Every entry that follows is to be duplicated exactly.

*** Opening of Given data ***

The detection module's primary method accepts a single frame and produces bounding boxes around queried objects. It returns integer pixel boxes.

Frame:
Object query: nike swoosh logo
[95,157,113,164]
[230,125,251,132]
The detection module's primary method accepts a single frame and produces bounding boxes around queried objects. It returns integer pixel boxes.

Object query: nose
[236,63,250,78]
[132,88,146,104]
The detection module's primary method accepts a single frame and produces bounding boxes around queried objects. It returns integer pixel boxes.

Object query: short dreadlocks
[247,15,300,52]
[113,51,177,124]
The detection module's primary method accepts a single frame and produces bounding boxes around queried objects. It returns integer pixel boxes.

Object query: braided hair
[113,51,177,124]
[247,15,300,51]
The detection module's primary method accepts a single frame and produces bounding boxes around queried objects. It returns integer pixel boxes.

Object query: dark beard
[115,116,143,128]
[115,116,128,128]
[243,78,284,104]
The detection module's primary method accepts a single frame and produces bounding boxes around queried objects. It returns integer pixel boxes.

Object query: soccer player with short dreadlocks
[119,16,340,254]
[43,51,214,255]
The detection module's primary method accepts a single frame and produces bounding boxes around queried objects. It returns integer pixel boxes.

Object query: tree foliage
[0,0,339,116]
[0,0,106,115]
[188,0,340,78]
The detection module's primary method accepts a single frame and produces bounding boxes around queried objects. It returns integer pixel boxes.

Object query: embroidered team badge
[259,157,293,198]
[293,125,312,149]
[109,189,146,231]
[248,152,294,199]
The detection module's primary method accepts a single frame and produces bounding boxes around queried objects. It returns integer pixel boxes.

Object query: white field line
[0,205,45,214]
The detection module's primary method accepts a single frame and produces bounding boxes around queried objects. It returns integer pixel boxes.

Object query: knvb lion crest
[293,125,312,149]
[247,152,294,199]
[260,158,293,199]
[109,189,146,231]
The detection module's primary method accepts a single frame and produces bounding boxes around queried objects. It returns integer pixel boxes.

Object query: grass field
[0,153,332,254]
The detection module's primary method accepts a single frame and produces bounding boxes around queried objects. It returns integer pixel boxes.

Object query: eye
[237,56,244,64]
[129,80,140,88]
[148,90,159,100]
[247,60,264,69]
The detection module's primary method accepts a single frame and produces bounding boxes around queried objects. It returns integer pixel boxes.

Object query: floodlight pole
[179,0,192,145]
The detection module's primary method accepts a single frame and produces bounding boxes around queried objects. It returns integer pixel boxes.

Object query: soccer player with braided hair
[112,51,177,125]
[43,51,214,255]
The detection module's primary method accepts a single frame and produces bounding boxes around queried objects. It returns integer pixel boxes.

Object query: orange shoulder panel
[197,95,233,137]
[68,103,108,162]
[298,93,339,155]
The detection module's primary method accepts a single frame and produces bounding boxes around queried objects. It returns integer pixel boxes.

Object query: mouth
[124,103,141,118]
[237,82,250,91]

*** Close of Given data ***

- **Your response**:
The detection module's primary method accepts a single frame and produces bounding boxes around queried objects. It returns integer pixel boxes.

Frame:
Object query: nike swoosh logo
[95,157,113,164]
[230,125,251,132]
The detection module's primary method accepts a single frame and produces bounding boxes around queried objects. It returns integer pixel boxes.

Object query: nose
[236,63,250,78]
[132,88,146,104]
The detection module's primary method accepts a single frame and produces bounding boxes around queried objects. It returns integer pixel boxes.

Object query: short dreadlocks
[247,15,300,52]
[113,51,177,124]
The detection module's primary method accepts a single frame and produces bounding boxes around queried objects. It returns integer pixel boxes.

Object query: braided hair
[113,51,177,124]
[247,15,300,51]
The detection module's primary method accepts a single frame and produces bounding boxes around queried objects. It returns integer pixel boxes.

Object query: dark beard
[115,116,143,128]
[115,116,128,128]
[243,78,284,104]
The detection module's primary method accepts a single frame and produces bounding boxes around queried objects. It returns integer pixel boxes.

Object query: soccer player with short dreadlocks
[119,16,340,254]
[43,51,214,255]
The detection module's primary method accepts a single frame and produces bounding boxes around queried objects. It returns integer pixel boxes.

Object query: tree foliage
[0,0,339,116]
[0,0,106,115]
[188,0,340,78]
The detection module's primary method accepts a single frame and produces bounding boxes around queried objects. It returns integer pixel boxes.

Object query: embroidered team badge
[259,157,293,198]
[293,125,312,149]
[109,189,146,231]
[248,152,294,199]
The detection module's primary method accepts a single frame and produces bounding boxes around queried objects. It returns integer pixel boxes.

Object query: white field line
[0,205,45,214]
The detection module's primary method accepts a single frame and produces bounding boxes around queried objects. It returns integer pixel boxes.

Object query: knvb lion crest
[293,125,312,149]
[247,152,294,199]
[260,158,293,199]
[109,189,146,231]
The detection module's primary method accepts a single frame and produces bounding boxes around queried objects. It returns integer pixel boxes.

Object query: grass field
[0,153,332,254]
The detection module's primary method accepts a single frame and produces bounding boxes around queried objects. It returns integer pixel boxes.

Object query: eye
[237,56,244,64]
[129,80,140,88]
[148,90,159,100]
[247,60,264,69]
The detection module's primary method accepts a single frame and produces bounding boxes around queried objects. It returns integer pixel boxes.

Object query: floodlight pole
[179,0,192,145]
The detection module's primary method accepts a single frame and produces bounding boxes around queried objects. It returns integer pixel boxes.

Object query: soccer player with braided hair
[112,51,177,125]
[43,51,214,255]
The detection module's primary method accepts a single frame and produces bounding boxes around queried objects. It returns integer pixel boxes.

Object query: orange shoulder panel
[197,95,233,137]
[68,103,108,162]
[298,93,339,155]
The detection module's primary method accepts a single frame and produces bounding boxes around queried objects. It returns integer pixel boxes.

Object query: mouth
[124,103,141,118]
[237,82,250,91]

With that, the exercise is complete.